Source extract
•••
Refer to Note 2, "Summary of Significant Accounting Policies," in the accompanying notes to our and consolidated financial statements appearing elsewhere in this Quarterly Report on Form 10-Q for a discussion of recent accounting pronouncements.

Contractual obligations and commitments

During the nine months ended September 30, 2022, there have been no material changes to our contractual obligations and commitments from those described under "Part II, Item 7, Management's Discussion and Analysis of Financial Condition and Results of Operations" included in our Annual Report on Form 10-K for the year ended December 31, 2021, filed with the Securities and Exchange Commission on March 29, 2022.

Off-balance sheet arrangements

During the periods presented, we did not have, nor do we currently have, any off-balance sheet arrangements as defined under SEC rules.
•••
Provided material
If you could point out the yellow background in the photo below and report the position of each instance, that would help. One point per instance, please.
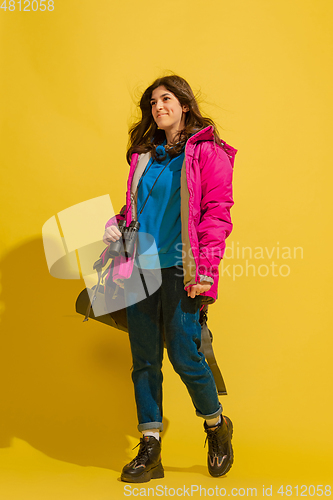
•••
Tasks to carry out
1. Reproduce the Form 10-Q excerpt word for word, starting with "During the nine" and going on through "March 29, 2022.".
2. According to the Form 10-Q excerpt, on what date was the Annual Report on Form 10-K for the year ended December 31, 2021, filed with the Securities and Exchange Commission?
3. Pick up the Form 10-Q excerpt after its last sentence and continue writing it.

Responses in order
1.
During the nine months ended September 30, 2022, there have been no material changes to our contractual obligations and commitments from those described under "Part II, Item 7, Management's Discussion and Analysis of Financial Condition and Results of Operations" included in our Annual Report on Form 10-K for the year ended December 31, 2021, filed with the Securities and Exchange Commission on March 29, 2022.

2. March 29, 2022.

3.
Emerging growth company status

In April 2012, the Jumpstart Our Business Startups Act of 2012, or the JOBS Act was enacted. Section 107 of the JOBS Act provides that an "emerging growth company" may take advantage of the extended transition period provided in Section 7(a)(2)(B) of the Securities Act for complying with new or revised accounting standards. Therefore, an emerging growth company can delay the adoption of certain accounting standards until those standards would otherwise apply to private companies. We have elected to avail ourselves of this extended transition period and, as a result, we may adopt new or revised accounting standards on the relevant dates on which adoption of such standards is required for non-public companies instead of the dates required for other public companies. However, we may early adopt these standards.

We will cease to be an emerging growth company on the date that is the earliest of (i) the last day of the fiscal year in which we have total annual gross revenues of $1.07 billion or more, (ii) the last day of our fiscal year following the fifth anniversary of the date of the closing of our IPO, (iii) the date on which we have issued more than $1.0 billion in nonconvertible debt during the previous three years or (iv) the date on which we are deemed to be a large, accelerated filer under the rules of the SEC.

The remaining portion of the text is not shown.